Records excerpted from a collection:
☆ ☆ ☆ ☆ ☆ ☆ ☆
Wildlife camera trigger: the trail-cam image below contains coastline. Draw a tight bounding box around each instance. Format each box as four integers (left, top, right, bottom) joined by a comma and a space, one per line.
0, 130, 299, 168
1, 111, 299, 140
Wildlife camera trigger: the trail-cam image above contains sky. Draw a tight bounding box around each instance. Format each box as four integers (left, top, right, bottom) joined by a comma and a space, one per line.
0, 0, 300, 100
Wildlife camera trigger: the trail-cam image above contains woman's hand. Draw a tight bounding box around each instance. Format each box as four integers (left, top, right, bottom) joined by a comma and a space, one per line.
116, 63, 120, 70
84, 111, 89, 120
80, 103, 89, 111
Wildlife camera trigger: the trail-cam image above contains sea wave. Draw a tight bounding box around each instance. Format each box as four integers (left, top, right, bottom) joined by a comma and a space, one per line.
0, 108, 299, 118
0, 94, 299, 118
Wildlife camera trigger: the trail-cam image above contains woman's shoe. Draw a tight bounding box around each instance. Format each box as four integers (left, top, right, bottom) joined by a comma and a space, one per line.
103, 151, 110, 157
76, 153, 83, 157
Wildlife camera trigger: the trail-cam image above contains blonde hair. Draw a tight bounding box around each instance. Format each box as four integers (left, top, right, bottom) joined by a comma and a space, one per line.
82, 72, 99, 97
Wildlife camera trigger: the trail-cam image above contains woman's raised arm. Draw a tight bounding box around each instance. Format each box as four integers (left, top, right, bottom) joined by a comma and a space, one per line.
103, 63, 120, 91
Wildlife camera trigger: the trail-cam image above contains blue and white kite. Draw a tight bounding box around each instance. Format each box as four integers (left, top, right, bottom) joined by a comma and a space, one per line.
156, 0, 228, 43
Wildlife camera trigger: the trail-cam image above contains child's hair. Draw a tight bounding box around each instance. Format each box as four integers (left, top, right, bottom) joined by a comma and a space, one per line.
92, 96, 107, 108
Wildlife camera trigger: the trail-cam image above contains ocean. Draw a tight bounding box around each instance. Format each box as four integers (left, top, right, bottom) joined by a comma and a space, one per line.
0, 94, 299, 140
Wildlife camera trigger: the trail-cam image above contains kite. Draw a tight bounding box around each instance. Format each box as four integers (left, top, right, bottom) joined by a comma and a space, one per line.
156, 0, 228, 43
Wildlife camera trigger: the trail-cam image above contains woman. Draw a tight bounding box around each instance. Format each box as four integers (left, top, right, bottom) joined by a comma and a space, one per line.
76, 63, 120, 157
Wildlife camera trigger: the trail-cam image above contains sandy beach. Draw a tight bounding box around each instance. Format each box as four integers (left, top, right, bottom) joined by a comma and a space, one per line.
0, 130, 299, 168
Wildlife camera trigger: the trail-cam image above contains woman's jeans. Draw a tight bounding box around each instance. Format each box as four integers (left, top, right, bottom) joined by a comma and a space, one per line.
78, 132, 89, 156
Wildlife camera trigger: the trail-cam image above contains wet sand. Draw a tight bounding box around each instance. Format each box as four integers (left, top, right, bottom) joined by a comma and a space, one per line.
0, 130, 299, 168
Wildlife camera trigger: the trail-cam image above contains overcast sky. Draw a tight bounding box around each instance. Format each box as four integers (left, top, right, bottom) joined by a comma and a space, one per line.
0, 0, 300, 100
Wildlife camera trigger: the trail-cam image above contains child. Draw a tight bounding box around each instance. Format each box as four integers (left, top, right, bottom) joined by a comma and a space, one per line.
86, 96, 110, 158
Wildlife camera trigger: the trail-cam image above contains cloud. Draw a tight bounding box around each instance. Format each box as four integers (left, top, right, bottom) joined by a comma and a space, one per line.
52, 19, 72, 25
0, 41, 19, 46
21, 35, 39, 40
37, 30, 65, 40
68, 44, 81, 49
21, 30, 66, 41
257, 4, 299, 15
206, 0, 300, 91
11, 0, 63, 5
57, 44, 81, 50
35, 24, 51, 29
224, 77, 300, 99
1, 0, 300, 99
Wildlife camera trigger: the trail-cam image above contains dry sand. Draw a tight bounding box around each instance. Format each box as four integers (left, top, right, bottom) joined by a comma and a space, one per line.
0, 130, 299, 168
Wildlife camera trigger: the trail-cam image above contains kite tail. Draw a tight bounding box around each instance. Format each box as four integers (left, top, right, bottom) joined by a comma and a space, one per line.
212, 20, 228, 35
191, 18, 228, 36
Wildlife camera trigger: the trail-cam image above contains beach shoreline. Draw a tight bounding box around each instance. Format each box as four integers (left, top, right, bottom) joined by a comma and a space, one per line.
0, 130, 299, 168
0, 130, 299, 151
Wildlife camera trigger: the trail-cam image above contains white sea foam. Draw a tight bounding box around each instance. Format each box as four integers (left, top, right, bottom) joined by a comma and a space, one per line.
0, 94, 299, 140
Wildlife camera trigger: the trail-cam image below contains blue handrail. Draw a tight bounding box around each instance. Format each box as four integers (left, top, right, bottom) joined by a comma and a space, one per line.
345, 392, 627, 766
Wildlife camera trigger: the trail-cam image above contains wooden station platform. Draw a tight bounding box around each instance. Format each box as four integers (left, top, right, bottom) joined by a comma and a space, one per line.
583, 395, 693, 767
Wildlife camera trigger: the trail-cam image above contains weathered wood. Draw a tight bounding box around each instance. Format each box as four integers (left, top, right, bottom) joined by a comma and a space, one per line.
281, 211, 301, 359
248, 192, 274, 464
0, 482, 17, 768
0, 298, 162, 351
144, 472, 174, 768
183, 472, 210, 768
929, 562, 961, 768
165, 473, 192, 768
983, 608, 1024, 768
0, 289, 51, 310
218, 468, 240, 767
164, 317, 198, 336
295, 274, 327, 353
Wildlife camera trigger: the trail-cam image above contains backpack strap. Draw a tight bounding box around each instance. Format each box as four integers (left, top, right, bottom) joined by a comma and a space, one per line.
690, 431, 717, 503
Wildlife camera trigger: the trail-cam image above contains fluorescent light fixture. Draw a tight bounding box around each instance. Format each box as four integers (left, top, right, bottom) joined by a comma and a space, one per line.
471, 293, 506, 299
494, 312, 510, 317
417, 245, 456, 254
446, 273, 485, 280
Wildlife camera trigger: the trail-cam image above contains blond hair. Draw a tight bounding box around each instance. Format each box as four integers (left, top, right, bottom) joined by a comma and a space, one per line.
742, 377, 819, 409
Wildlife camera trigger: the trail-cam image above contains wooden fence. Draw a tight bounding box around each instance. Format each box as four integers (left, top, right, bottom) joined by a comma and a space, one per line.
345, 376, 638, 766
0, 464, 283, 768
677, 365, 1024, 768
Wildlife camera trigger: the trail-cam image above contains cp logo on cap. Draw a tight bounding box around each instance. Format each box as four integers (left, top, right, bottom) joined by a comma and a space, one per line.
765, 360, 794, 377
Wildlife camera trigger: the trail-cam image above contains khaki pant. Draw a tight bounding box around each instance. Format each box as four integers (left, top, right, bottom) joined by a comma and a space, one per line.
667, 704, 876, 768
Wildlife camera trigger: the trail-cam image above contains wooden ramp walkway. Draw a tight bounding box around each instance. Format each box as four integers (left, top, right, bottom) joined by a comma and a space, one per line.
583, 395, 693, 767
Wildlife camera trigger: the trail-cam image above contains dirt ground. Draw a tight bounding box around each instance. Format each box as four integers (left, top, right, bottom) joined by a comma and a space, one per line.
☆ ☆ ☆ ☆ ☆ ☆ ☆
- Problem: Once more, write out all the data exactly.

- Result:
Wildlife camera trigger: the trail-cam image below contains coastline. Draw a tight bounding box around each instance. Format each box as four integers (left, top, right, bottom) joined by a comma and a space, one per line.
0, 130, 299, 168
1, 111, 299, 140
Wildlife camera trigger: the trail-cam image above contains sky. Draw a tight bounding box around each instance. Format each box as four integers (left, top, right, bottom) joined by a comma and a space, one per line.
0, 0, 300, 100
Wildlife camera trigger: the trail-cam image above contains woman's hand. Draw a tight bounding box around each instance. Format each box as four integers (left, top, right, bottom) joined by a comma and a space, one per line.
116, 63, 120, 70
84, 111, 89, 120
80, 103, 89, 111
Wildlife camera trigger: the trail-cam image above contains sea wave. Draw a tight bounding box around each instance. Format each box as four integers (left, top, right, bottom) joined by a comma and a space, one per line.
0, 108, 299, 118
0, 94, 299, 118
Wildlife camera trigger: the trail-cam image above contains woman's shoe. Draw a tight bounding box around each instance. Format each box as four integers (left, top, right, bottom) joined by a comma and a space, one per line.
103, 151, 110, 157
76, 153, 83, 157
Wildlife camera trigger: the trail-cam image above contains blonde hair. Draw a tight bounding box around each instance. Format each box as four integers (left, top, right, bottom) joined by a comma and a space, one per line.
82, 72, 99, 97
Wildlife camera trigger: the trail-cam image above contains woman's raised arm. Draw a tight bounding box around each instance. Format each box as four integers (left, top, right, bottom) joined by a comma and a space, one per line.
103, 63, 120, 91
Wildlife camera trigger: the trail-cam image above contains blue and white kite. Draw a tight bounding box around each instance. Format each box as four integers (left, top, right, bottom) joined by a comma and a space, one per line.
156, 0, 228, 43
Wildlife camera trigger: the trail-cam image above contains child's hair. Draw a tight bounding box around each instance. Format each box as four integers (left, top, right, bottom) joined by a comma and a space, one per line.
92, 96, 107, 108
Wildlife camera trigger: the trail-cam image above contains ocean. Draw a tight bounding box around each instance. Format each box as four integers (left, top, right, bottom) joined by a comma and a space, one per line.
0, 94, 299, 140
Wildlife camera trigger: the trail-cam image above contains kite. Draw a tight bounding box around each instance. Format each box as four integers (left, top, right, bottom) joined by a comma and a space, one per line.
156, 0, 228, 43
Wildlife camera trigger: the trail-cam image above contains woman. Draw a tight bounding box around each instance. Format each box as four integers (left, top, right, bottom) joined by a comma and a space, one per line.
76, 63, 120, 157
Wildlife camera trigger: the trail-cam image above contains sandy beach. Draw a tight bounding box around each instance. Format each box as four integers (left, top, right, bottom) joined by a comma and a space, one per line.
0, 130, 299, 168
Wildlife camera trigger: the trail-cam image above contains woman's jeans. Draw a tight bounding box around each instance. Format each box as four integers (left, top, right, bottom) joined by a comma and a space, one per line.
78, 132, 89, 156
Wildlife camera trigger: the trail-cam image above contains wet sand. Draw a tight bounding box around each instance. Format each box as four integers (left, top, right, bottom) joined by a comma and a space, one per line.
0, 130, 299, 168
Wildlife camera trigger: the trail-cam image above contains overcast sky. Draw a tight bounding box around each instance. Format each box as four integers (left, top, right, bottom) joined by a comma and a space, one per line.
0, 0, 300, 100
Wildlife camera trigger: the trail-cam image above contains child. Draw a tight bounding box around each instance. Format each box as four integers (left, top, right, bottom) joined by a comma and a space, one per line.
86, 96, 110, 158
Wildlife camera trigger: the trail-cam image above contains cloud. Draw a tight bounding box around each instance. Format each box as four integers (left, top, right, bottom) joined by a comma and a space, one per line.
52, 19, 72, 25
0, 41, 19, 46
21, 35, 39, 40
37, 30, 65, 40
68, 44, 81, 49
21, 30, 66, 41
257, 4, 299, 15
206, 0, 300, 91
11, 0, 63, 5
57, 44, 81, 50
35, 24, 51, 29
224, 77, 300, 99
1, 0, 300, 99
Wildlife camera trigger: the trail-cam image above contains dry sand. Draw a tight bounding box around each instance. Format each box as four integers (left, top, right, bottom) joined by a comma and a space, one per line.
0, 130, 299, 168
Wildlife camera trigger: the trail-cam image above contains kite tail. Draw a tight bounding box around each instance. Format each box as four integers (left, top, right, bottom) joined by a comma and a space, one per line.
212, 20, 228, 35
191, 18, 228, 36
Wildlife camera trigger: the trail-cam image above contains beach shoreline. Draw a tight bounding box around each instance. Format each box as four integers (left, top, right, bottom) joined by a comma and a space, one per line.
0, 130, 299, 168
0, 130, 299, 151
Wildlife camera trigger: the trail-cam image above contains white sea foam. Draw a tight bounding box around each instance. Format each box as four integers (left, top, right, bottom) joined by a comma and a space, one per line.
0, 94, 299, 140
Wildlife camera trigger: the trail-cam image below contains blue handrail. Draw a tight bounding box around each instance. Format each box as four integers (left, top, right, bottom) joined by a comma and a space, one per line.
345, 392, 627, 766
Wildlife camera trigger: the trail-cam image above contains wooden station platform. Draw a tight bounding box around each instance. Format each box as four integers (left, top, right, bottom) joined by a comma and a space, one per line.
583, 395, 693, 767
Wildlife camera trigger: the trail-cam image above contains weathered wood. Draw a tight bounding box around each instance. Format each box as four integers (left, top, right, bottom) joined by a comma and a space, one per line.
281, 211, 301, 359
248, 192, 274, 464
0, 482, 17, 768
0, 298, 162, 351
144, 472, 174, 768
183, 472, 210, 768
929, 562, 961, 768
165, 473, 192, 768
983, 608, 1024, 768
0, 289, 51, 310
218, 468, 240, 767
164, 317, 198, 336
295, 274, 327, 353
Wildlife camera trigger: the trail-cam image above contains backpack strap. Draw a tight bounding box around each instance. Format each box as four integers (left, top, right, bottom) joined by a comma and a space, one per line.
690, 431, 717, 503
Wildlife camera trigger: the trail-cam image above contains fluorescent light fixture. Draw a tight bounding box around each instance. Format each box as four integers (left, top, right, bottom) joined by a comma and a space, one per line.
471, 293, 506, 299
494, 312, 510, 317
417, 245, 456, 254
446, 273, 485, 280
Wildlife camera trigger: the trail-cam image above contains blond hair. Draw a tight bounding box around each instance. Format each box as four integers (left, top, right, bottom) joined by a comma and a space, one per line.
742, 377, 819, 409
Wildlife camera trigger: the trail-cam image above contains wooden fence. Draw a tight bounding box around each instance. Format each box as four integers (left, top, right, bottom) joined by a comma and a space, one per line.
345, 376, 638, 766
0, 464, 283, 768
677, 365, 1024, 768
Wildlife camera trigger: the trail-cam image above contains cp logo on cap. Draw a tight bounding box around each instance. Format each box as four integers (left, top, right, bottom) joined by a comma and a space, one per line.
765, 360, 794, 377
Wildlife camera trigger: the trail-cam image above contains khaki pant. Draw a tight bounding box around each instance. Format each box as four integers (left, top, right, bottom) joined by a comma and a space, one per line.
667, 704, 876, 768
Wildlife camera trigger: the trail-cam image above contains wooden ramp walkway. Draw a tight bounding box around each instance. Format each box as four integers (left, top, right, bottom) joined by a comma and a space, one per line.
583, 395, 693, 767
Wildlife camera trigger: the trail-cam image above contains dirt ground. Draw a tight bounding box around each instance. Format each box as four integers (left, top, right, bottom) joined by a comma and a space, one per line.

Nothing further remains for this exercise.